▸ JOB:
Put every line of the records below into a JSON list of strings, one string per line, leaving out blank lines.

▸ Records excerpted from a collection:
>>

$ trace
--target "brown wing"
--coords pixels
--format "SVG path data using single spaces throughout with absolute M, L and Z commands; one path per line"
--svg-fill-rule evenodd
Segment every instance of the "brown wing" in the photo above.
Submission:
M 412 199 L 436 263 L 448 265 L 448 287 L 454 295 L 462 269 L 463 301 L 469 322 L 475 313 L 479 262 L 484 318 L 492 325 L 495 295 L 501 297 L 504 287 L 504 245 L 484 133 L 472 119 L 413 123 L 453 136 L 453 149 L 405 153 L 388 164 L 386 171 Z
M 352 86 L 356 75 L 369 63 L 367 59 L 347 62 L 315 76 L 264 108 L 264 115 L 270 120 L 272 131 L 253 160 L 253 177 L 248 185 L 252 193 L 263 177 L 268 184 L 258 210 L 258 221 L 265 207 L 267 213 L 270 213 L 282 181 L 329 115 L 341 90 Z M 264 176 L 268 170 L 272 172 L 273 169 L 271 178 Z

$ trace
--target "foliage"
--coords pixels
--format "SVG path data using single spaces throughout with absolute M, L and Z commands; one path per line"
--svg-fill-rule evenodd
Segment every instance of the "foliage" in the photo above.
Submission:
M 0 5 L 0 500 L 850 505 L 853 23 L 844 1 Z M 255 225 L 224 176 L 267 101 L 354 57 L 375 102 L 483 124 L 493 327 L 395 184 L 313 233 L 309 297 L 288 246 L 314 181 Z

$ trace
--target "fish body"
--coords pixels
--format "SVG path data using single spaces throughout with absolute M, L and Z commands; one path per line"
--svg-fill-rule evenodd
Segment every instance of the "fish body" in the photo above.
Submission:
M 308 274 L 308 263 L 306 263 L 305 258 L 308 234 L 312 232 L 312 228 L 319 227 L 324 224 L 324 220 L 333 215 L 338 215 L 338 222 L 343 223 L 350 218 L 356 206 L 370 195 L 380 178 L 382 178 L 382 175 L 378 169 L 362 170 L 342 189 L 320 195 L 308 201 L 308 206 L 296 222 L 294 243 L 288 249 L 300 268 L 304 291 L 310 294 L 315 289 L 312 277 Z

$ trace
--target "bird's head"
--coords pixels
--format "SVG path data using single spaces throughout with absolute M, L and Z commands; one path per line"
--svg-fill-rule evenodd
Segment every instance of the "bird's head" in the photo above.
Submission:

<<

▸ SOLUTION FOR THIS TASK:
[
  "$ trace",
  "--target \"brown wing\"",
  "--coords pixels",
  "--format \"SVG path data using single spaces throughout with absolute M, L and Z commands; one path per line\"",
  "--svg-fill-rule evenodd",
  "Segment every instance of the \"brown wing\" in the photo above.",
  "Submission:",
  "M 412 199 L 436 263 L 448 265 L 448 287 L 454 295 L 462 269 L 463 301 L 469 322 L 475 313 L 479 262 L 484 318 L 492 325 L 495 295 L 501 297 L 504 287 L 504 245 L 484 133 L 472 119 L 413 123 L 453 136 L 453 149 L 405 153 L 388 164 L 386 171 Z",
  "M 352 86 L 356 75 L 369 63 L 367 59 L 347 62 L 315 76 L 264 108 L 264 115 L 270 120 L 272 131 L 253 160 L 253 177 L 248 185 L 252 193 L 263 177 L 268 184 L 258 210 L 258 221 L 265 207 L 267 213 L 270 213 L 282 181 L 329 115 L 341 90 Z M 264 176 L 268 170 L 272 172 L 273 169 L 271 178 Z",
  "$ trace",
  "--target \"foliage\"",
  "--coords pixels",
  "--format \"SVG path data using single spaces throughout with absolute M, L and Z commands; one path per line\"",
  "--svg-fill-rule evenodd",
  "Segment every instance of the \"foliage\" in the photo above.",
  "Submission:",
  "M 0 5 L 0 500 L 850 505 L 853 23 L 844 1 Z M 255 225 L 224 176 L 267 101 L 354 57 L 375 102 L 483 124 L 493 327 L 395 184 L 313 233 L 309 297 L 288 246 L 314 181 Z",
  "$ trace",
  "--target \"fish body\"",
  "--coords pixels",
  "--format \"SVG path data using single spaces throughout with absolute M, L and Z commands; one path per line\"",
  "--svg-fill-rule evenodd",
  "Segment every instance of the \"fish body\" in the photo above.",
  "Submission:",
  "M 308 274 L 308 263 L 306 263 L 305 258 L 308 234 L 312 232 L 312 228 L 319 227 L 324 224 L 324 220 L 333 215 L 338 215 L 338 222 L 343 223 L 350 218 L 356 206 L 370 195 L 380 178 L 382 178 L 382 175 L 378 169 L 362 170 L 342 189 L 320 195 L 308 201 L 308 206 L 296 222 L 294 243 L 288 249 L 300 268 L 304 291 L 310 294 L 315 289 L 312 277 Z",
  "$ trace",
  "--target \"bird's head\"",
  "--coords pixels",
  "--format \"SVG path data using single spaces throughout with absolute M, L and Z commands; one path per line\"",
  "--svg-fill-rule evenodd",
  "Segment every instance of the \"bird's head\" in the photo above.",
  "Submission:"
]